*PAGE*
───
A convincing portrayal of the Rural Scene:
Its denizens and their ways
Title: Episodes: 01
Author: Stanley Amunugama
Author Stanley Amunugama (SA) has been writing for some time now: he
has, to his credit already, several books, including a Collection of
Poetry. Judging from the present Collection, it may be reasonably
assumed that he will, if he continues, receive the notice of readers in
the years ahead. Here is a Collection of thirteen Short Stories,
delightful to read, if only for their surprisingly wide range of
interests and styles. Practically every field in the gamut of interests
that the Short Story is traditionally meant to cover is represented
here.
Vitality
Apparently,
two important factors have given authenticity and vitality and, a
measure of finesse to SA's stories: his intimate familiarity with the
village and its denizens who have largely, been the warp and woof that
have gone into the spinning of these engaging tales and the other, his
dexterity in using his medium, the language, over which he seems to
possess dominance; it needs no saying that these are great advantages
that a practising writer can have.
It must be said that as evidenced in these stories, his langauge
flows untrammelled, crystal clear and entirely articulate.
Among those stories of rural interest, which form the largest group
in the Collection, are, "British of a Devale", "Ratu Banda", "Sunil", "Danture"
───
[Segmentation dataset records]

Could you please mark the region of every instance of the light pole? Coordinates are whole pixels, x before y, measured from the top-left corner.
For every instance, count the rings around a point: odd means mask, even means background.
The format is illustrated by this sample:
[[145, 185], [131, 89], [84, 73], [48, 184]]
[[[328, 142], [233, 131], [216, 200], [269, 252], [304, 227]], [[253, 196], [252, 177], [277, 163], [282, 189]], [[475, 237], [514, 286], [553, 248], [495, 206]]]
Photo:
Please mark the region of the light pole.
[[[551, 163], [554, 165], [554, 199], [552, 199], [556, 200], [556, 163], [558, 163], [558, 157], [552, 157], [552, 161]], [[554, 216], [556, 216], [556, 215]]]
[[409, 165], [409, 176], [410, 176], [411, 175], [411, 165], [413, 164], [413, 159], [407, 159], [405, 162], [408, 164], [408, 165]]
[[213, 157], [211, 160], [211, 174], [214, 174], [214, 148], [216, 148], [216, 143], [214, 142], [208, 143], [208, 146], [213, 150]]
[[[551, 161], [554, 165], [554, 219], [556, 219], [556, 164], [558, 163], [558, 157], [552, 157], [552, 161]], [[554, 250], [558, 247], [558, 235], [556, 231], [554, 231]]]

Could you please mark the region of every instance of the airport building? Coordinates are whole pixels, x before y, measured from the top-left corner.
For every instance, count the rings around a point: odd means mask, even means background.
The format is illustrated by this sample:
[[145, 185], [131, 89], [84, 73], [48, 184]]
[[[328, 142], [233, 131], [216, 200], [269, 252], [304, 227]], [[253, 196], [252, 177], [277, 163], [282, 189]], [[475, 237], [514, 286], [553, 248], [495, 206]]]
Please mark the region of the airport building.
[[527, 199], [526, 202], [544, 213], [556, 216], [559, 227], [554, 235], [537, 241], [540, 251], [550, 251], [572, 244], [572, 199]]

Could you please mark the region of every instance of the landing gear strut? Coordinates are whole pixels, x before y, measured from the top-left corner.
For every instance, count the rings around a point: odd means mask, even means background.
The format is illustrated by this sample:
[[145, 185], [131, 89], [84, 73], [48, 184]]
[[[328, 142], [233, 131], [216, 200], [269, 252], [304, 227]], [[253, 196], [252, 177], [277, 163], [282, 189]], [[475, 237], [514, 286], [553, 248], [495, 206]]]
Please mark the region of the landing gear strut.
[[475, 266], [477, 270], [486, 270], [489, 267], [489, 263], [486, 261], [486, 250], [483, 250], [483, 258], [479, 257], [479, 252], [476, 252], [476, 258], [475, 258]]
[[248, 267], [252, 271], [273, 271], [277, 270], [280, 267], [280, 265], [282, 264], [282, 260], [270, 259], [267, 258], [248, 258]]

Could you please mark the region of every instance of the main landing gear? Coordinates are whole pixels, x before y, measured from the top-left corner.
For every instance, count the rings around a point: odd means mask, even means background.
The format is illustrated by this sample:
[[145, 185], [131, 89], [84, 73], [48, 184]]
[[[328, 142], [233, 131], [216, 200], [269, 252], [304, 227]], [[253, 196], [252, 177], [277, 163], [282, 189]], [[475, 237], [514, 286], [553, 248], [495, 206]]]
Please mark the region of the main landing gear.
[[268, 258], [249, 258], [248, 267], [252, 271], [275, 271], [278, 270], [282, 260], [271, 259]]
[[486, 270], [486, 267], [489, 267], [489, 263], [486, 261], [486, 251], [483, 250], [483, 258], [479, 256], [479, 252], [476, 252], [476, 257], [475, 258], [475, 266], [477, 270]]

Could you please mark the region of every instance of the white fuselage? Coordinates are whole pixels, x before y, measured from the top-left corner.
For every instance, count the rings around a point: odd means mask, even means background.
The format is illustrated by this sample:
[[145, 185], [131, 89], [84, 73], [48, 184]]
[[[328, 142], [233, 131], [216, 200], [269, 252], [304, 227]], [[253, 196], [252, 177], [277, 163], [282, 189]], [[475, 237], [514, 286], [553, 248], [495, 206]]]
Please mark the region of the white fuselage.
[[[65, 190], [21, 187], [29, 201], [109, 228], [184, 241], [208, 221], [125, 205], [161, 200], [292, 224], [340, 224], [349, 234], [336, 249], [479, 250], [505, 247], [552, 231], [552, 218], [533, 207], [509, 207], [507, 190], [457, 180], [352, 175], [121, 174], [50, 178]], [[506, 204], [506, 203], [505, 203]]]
───
*PARTS OF THE EXERCISE*
a) Decide whether each statement agrees with the review of the story collection Episodes: 01. Answer yes or no, and quote the words of the review that settle it: (i) the collection holds thirteen short stories; (ii) the author has already published a collection of poetry; (iii) stories of rural interest form the smallest group in the collection.
b) Write the next part of the review of the story collection Episodes: 01, picking up from the point where the review stops.
The data above come from a separate source.

*ANSWERS FOR THE TASKS*
a)
(i) Yes: "Here is a Collection of thirteen Short Stories"
(ii) Yes: "several books, including a Collection of Poetry"
(iii) No: "which form the largest group"

b)
etc.; in all these, it is the village and its variegated crowd that fill
his canvases......... they are largely his stock-in-trade in these tales
of absorbing anecdotes. One sees among them farm labourers, traditional
artisans, toddy-brewers, petty thieves, and such others, whom SA calls
'the riff-raff. These make a curious yet, enduring gathering of human
types with their distinguishing fads, foibles and follies, and he spins
out his tales of his with a sure hand for, he intimately knows his
'stock-in-trade' and that lends to them a garb of authenticity and
breathes life into them.
Take a character like Sunil of the story by the same title; he gets
into one scrape after another, most of the time falling foul with the
Police.
Then, there is the village Patriarch, an important government officer
of the Colonial times, but now retired, an awesome figure with an ample
beard spreading over his chest "like a bib"! Numerous are the menials
and family retainers who serve him hand and foot in his sprawling
Walauwa; he would smoke nothing but pipe after pipe of 'Three Nuns'
tobacco. He features large in the story, "A Chapter from an Unfinished
Book"; this ageing Kandyan Nilame still lives in the past and is unable
to get off it and is engaged in a futile battle to retrieve and retain
it, but the odds are against him: his two wayward sons Punchi and
Madduma are engaged in a senseless squandering of the family wealth and
its prestige, all that the father cherishes: they live lives of
drunkenness and dissipation; when Mediuma asks the old man permission to
marry a girl from the South, so alien to the father's ways of thinking
and entrenched values, it is the last straw to break the camel's back.
Delicacy
He is unable to realise that inexorable Time, true its form, is
sweeping away the driftwood of the past and, together with it, the fond
shibboleths of the by-gone era, in its resistless tidal wave!
There are also a few stories that apparently do not belong to the
main stream: some of them are, "The Love Story of a Teacher", "The
Terminal" and "Illicit Transport". The first mentioned, is a little
story of a love affair in a school, between two Teachers ..... a feature
not so uncommon in schools for, teachers too, after all, are human
beings and are subject to all the frailties that other humans are beset
with; in such matters the moves are discreet and the writer refrains
from being explicit and preserves its delicacy; the affair is domed
right from its start; only seething grief remains, stubbornly refusing
to leave. "At the Terminal" is really not a story as such; the writer
himself admits it.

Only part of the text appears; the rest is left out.